*** SUPPLIED INFORMATION ***

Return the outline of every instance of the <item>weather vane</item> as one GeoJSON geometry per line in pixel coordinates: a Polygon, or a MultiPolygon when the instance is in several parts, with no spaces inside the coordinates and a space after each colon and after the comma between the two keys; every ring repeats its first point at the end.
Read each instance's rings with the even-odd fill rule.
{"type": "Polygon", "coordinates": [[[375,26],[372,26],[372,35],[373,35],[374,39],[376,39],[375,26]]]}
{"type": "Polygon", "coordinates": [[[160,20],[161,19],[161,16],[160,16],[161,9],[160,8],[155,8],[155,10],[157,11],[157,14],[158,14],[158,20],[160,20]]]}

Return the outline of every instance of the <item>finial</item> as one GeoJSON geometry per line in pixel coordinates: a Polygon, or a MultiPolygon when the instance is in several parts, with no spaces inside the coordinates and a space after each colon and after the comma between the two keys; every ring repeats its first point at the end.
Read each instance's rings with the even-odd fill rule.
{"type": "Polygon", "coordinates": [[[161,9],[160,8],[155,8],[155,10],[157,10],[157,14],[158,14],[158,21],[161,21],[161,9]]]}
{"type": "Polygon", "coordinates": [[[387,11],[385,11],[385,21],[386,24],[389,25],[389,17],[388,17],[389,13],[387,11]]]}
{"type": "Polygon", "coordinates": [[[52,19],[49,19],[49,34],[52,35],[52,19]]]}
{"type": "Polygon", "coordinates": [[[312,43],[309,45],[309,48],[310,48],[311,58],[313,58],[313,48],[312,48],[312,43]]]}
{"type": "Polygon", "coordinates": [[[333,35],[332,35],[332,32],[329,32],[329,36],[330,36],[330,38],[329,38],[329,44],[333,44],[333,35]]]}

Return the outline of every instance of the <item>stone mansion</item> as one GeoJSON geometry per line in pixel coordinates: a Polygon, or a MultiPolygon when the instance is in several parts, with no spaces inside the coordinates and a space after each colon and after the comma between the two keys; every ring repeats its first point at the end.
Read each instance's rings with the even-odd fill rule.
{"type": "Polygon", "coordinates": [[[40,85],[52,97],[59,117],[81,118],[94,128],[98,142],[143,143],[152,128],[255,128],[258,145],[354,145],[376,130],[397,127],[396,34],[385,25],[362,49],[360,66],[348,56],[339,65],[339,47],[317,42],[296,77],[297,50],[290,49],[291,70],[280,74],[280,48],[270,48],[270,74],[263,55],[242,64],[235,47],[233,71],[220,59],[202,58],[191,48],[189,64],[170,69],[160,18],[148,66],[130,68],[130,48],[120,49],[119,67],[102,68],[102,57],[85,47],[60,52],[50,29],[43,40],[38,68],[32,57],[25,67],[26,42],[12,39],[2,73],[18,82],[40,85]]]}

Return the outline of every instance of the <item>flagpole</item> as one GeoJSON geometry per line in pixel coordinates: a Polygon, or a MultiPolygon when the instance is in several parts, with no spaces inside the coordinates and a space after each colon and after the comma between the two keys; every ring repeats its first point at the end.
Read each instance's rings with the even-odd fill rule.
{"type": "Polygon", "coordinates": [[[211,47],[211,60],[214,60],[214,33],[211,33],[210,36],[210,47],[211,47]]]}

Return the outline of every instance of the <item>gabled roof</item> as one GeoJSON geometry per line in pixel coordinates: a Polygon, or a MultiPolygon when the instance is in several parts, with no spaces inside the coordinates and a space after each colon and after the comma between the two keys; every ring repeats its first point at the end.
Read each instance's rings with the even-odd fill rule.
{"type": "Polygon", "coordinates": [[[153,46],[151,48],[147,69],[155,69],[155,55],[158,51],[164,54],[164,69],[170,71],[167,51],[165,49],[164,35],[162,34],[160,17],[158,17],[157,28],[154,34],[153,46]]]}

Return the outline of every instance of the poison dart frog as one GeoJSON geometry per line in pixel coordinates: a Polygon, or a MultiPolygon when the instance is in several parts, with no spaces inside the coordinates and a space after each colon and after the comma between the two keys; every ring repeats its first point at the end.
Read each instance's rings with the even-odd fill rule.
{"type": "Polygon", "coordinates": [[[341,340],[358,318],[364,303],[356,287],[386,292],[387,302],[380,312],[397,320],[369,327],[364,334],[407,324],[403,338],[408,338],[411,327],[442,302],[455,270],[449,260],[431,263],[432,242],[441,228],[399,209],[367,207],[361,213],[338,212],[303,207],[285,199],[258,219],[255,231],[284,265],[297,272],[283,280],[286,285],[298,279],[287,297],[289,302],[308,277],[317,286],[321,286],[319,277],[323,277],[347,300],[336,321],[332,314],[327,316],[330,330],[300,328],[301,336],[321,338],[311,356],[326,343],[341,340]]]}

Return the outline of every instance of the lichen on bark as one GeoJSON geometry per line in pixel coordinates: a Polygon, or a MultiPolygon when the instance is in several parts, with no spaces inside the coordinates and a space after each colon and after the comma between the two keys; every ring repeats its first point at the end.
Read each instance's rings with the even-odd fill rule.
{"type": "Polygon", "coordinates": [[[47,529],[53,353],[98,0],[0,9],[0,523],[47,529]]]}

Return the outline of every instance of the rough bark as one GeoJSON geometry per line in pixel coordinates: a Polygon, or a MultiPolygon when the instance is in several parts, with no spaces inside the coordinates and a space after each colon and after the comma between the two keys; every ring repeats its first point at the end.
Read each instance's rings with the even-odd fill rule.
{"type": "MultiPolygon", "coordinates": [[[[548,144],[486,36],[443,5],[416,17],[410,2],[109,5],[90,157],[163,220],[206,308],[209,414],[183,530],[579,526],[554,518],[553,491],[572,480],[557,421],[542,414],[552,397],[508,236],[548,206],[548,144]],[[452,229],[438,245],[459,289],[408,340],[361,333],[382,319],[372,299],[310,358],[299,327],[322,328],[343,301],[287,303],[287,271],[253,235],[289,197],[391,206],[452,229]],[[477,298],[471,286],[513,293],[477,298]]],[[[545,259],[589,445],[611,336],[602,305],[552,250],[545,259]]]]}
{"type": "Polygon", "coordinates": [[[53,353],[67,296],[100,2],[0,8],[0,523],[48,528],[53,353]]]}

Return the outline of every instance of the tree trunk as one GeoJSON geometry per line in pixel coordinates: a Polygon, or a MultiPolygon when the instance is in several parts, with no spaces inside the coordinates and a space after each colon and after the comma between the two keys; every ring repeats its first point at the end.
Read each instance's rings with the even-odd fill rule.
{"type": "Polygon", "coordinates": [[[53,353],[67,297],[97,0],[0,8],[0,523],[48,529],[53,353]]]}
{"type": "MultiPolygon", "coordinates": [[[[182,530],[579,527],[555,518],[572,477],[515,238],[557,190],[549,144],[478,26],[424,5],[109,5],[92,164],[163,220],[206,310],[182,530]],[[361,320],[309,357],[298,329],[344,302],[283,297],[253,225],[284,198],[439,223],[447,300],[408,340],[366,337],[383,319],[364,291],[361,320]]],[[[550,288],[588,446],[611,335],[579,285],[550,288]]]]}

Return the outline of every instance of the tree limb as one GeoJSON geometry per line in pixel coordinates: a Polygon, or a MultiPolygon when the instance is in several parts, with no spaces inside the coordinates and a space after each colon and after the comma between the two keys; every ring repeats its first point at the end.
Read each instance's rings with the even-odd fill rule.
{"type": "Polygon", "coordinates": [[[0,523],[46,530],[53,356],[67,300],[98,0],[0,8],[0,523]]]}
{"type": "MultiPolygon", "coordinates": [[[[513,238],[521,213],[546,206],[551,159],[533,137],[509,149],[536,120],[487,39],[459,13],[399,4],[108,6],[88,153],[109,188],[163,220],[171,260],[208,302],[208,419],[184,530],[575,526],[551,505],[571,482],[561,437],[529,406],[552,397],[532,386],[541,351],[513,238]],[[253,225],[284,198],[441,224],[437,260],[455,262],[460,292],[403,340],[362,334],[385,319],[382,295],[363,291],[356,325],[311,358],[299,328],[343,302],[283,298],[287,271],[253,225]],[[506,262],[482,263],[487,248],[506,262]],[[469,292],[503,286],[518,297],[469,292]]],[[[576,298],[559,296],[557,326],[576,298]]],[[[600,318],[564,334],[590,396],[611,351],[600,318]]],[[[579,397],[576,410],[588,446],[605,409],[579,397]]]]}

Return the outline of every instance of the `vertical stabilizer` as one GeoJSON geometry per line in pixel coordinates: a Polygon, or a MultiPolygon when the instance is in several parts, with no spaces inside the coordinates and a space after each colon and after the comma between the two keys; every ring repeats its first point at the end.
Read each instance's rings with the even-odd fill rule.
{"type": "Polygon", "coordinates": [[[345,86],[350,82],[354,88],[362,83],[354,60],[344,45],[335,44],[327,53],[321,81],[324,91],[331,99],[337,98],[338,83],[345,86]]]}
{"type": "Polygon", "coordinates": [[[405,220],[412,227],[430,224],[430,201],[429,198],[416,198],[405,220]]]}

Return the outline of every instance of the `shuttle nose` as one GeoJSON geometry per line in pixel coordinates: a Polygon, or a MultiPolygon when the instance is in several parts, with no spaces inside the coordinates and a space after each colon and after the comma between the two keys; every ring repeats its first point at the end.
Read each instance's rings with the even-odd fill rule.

***

EXERCISE BRIEF:
Retype, in the same exact form, the lines of the material above from the line holding "Return the outline of every instance of the <item>stone" through the line holding "of the <item>flagpole</item>".

ANSWER BOX:
Return the outline of every instance of the <item>stone mansion</item> as one GeoJSON geometry per line in pixel coordinates: a Polygon, or a MultiPolygon when the instance is in several parts, with no spaces inside the coordinates and a space after each colon and after the comma between the two keys; every ring repeats its first point at the end.
Read each instance's rings with the even-odd fill rule.
{"type": "Polygon", "coordinates": [[[40,85],[52,97],[59,117],[81,118],[94,128],[98,142],[143,143],[152,128],[255,128],[258,145],[354,145],[376,130],[397,127],[396,34],[385,25],[362,49],[360,66],[348,56],[339,65],[339,47],[317,42],[296,77],[297,50],[290,49],[291,70],[280,74],[280,48],[270,48],[270,74],[263,55],[242,64],[235,47],[233,71],[220,59],[202,58],[191,48],[189,64],[170,69],[160,18],[148,66],[130,68],[130,48],[120,49],[119,67],[102,68],[102,57],[85,47],[60,52],[50,29],[43,40],[38,68],[32,57],[25,67],[26,42],[12,39],[2,73],[18,82],[40,85]]]}

Return the outline of every instance of the <item>flagpole</item> as one GeoJSON geometry per line in pixel coordinates: a Polygon, or a MultiPolygon when the instance is in several parts, with no spaces inside the coordinates and a space after each colon and after the comma between the two keys; every ring repeats its first point at the end.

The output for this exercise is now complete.